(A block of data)
>> Begin

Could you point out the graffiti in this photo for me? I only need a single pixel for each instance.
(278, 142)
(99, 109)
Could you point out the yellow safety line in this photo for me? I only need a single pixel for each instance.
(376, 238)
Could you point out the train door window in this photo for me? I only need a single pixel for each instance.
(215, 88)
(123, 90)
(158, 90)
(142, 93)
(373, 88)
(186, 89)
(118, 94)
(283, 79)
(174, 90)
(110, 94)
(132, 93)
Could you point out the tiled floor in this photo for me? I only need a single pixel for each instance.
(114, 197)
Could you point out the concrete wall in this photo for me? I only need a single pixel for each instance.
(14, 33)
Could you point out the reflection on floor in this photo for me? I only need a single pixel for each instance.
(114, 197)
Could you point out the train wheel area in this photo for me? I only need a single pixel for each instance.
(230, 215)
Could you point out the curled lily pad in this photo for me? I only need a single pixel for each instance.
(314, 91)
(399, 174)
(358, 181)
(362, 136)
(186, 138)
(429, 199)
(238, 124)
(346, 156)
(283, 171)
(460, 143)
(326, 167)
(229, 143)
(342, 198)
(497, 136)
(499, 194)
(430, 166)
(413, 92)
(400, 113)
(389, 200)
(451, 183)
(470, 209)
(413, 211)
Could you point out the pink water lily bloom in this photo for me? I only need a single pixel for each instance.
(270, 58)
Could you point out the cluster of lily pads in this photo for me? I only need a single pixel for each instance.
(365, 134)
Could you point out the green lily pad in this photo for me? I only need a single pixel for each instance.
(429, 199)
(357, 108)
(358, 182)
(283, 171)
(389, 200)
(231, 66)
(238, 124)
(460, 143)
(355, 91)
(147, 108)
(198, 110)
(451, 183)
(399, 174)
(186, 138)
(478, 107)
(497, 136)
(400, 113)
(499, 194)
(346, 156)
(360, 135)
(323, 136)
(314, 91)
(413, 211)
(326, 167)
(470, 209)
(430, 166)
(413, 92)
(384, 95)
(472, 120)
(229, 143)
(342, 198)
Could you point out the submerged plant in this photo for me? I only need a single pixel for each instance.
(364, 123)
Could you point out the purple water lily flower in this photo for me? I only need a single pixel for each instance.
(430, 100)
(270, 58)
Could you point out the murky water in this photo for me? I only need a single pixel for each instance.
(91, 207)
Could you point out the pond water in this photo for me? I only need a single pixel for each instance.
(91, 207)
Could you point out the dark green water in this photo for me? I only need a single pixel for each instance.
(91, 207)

>> End

Set exercise
Return every line of the data above without any change.

Result
Could you point out the graffiti in this photo for me? I only need a single pixel for each instance.
(278, 142)
(99, 109)
Could you point out the yellow safety line in this photo for me? I only need a single pixel for each instance.
(376, 238)
Could you point out the train door window in this photo for me? I only need a single pixel for each instance.
(215, 88)
(123, 90)
(158, 90)
(142, 93)
(373, 88)
(186, 89)
(118, 94)
(283, 79)
(174, 90)
(110, 94)
(132, 93)
Could you point out the tiled floor in this photo for me? I only need a single pixel for each instance.
(114, 197)
Could you point out the concrete wall in this photo for me? I only need a single pixel for each instance.
(14, 33)
Could you point out the reflection on floor in this photo for me? I only need a single pixel for each instance.
(114, 197)
Could you point out the train wheel area in this photo for me? I only need a single pixel for each instance.
(230, 215)
Could you point out the curled lily pad in this photo for me? I only need a single pixel for each instance.
(314, 91)
(399, 174)
(358, 181)
(362, 136)
(186, 138)
(429, 199)
(238, 124)
(346, 156)
(283, 171)
(460, 143)
(326, 167)
(229, 143)
(342, 198)
(497, 136)
(499, 194)
(430, 166)
(413, 92)
(400, 113)
(389, 200)
(451, 183)
(470, 209)
(413, 211)
Could you point out the pink water lily bloom in this photo for me? I only need a single pixel for each instance.
(270, 58)
Could you point out the cluster of lily pads in this photo for me? I only need a single pixel for each instance.
(365, 134)
Could you point out the green lily pad in this photo for me? I only need a single pixel for each instance.
(429, 199)
(357, 108)
(358, 182)
(283, 171)
(389, 200)
(231, 66)
(238, 124)
(460, 143)
(355, 91)
(147, 108)
(198, 110)
(451, 183)
(399, 174)
(186, 138)
(478, 107)
(497, 136)
(400, 113)
(499, 194)
(346, 156)
(360, 135)
(323, 136)
(314, 91)
(413, 211)
(326, 167)
(470, 209)
(430, 166)
(413, 92)
(384, 95)
(472, 120)
(229, 143)
(342, 198)
Could you point out the submerged plant in this photo for me? I only need a single pixel for each instance.
(364, 123)
Could you point out the purple water lily flower in this photo for me? I only need a single pixel for each instance.
(430, 100)
(270, 58)
Could you point out the murky water in this photo for me? I only need a single pixel for each instance.
(91, 207)
Could you point out the pond water in this photo for me? I only need a single pixel for each instance.
(91, 207)
Could you point out the dark green water in this photo for me? I only need a single pixel for each instance.
(91, 207)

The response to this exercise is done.